__What the exercise asks__
Gather every line of the records below that contains the string "target" and copy each such line in full.

>> Start

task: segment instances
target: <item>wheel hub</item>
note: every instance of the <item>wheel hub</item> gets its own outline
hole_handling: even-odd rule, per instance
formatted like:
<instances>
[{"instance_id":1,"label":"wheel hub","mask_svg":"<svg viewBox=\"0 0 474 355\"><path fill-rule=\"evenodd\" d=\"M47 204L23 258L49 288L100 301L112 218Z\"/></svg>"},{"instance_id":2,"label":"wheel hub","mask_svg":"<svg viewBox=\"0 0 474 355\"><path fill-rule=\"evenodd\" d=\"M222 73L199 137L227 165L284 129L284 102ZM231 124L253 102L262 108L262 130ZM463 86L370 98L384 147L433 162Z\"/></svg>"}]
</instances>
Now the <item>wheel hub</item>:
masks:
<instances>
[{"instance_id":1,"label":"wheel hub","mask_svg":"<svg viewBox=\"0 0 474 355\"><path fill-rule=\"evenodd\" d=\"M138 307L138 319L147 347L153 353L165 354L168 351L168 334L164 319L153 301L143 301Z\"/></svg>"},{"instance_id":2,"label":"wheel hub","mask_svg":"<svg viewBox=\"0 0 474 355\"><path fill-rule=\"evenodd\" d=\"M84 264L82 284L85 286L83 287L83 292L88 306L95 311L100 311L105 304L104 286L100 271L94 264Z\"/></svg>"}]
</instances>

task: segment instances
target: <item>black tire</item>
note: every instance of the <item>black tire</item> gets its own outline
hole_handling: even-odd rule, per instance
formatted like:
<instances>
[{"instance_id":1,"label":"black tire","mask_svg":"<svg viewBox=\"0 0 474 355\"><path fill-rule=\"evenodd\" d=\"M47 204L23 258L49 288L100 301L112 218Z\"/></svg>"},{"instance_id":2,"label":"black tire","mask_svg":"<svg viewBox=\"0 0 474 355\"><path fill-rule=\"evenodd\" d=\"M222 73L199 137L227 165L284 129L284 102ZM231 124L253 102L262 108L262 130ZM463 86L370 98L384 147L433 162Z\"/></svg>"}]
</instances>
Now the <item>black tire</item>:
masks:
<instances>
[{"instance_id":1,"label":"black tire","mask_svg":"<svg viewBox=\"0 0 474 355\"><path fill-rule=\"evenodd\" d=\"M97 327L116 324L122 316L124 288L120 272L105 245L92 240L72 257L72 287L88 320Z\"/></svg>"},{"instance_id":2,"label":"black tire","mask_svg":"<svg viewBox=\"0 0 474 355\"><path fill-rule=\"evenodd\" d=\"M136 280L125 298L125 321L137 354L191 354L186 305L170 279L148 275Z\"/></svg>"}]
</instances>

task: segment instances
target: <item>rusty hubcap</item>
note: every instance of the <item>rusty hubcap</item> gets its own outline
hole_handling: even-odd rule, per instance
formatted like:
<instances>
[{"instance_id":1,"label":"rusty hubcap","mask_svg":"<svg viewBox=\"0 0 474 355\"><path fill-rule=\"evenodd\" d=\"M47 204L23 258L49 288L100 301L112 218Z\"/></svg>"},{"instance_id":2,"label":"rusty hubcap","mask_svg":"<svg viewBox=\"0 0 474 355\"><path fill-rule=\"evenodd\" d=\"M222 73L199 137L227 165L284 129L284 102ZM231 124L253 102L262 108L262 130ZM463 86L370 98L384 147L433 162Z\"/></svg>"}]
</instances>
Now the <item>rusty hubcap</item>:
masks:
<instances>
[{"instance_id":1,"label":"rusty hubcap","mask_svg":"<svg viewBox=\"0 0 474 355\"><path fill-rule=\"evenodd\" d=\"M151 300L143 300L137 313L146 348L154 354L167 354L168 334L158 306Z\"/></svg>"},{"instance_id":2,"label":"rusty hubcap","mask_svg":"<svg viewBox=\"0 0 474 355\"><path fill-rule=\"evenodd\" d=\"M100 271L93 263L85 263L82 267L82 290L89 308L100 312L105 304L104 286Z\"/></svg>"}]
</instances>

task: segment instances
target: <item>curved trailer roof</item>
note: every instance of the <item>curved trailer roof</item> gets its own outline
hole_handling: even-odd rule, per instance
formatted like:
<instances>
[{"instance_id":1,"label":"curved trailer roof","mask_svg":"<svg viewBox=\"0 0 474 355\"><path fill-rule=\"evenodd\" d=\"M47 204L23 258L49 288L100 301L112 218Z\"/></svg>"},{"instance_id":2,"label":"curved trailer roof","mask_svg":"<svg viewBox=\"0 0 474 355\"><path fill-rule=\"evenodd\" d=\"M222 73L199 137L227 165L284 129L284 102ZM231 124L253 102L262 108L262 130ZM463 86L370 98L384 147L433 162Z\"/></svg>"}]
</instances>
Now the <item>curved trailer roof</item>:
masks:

>> End

__In response__
target: <item>wheel hub</item>
target: <item>black tire</item>
target: <item>rusty hubcap</item>
target: <item>curved trailer roof</item>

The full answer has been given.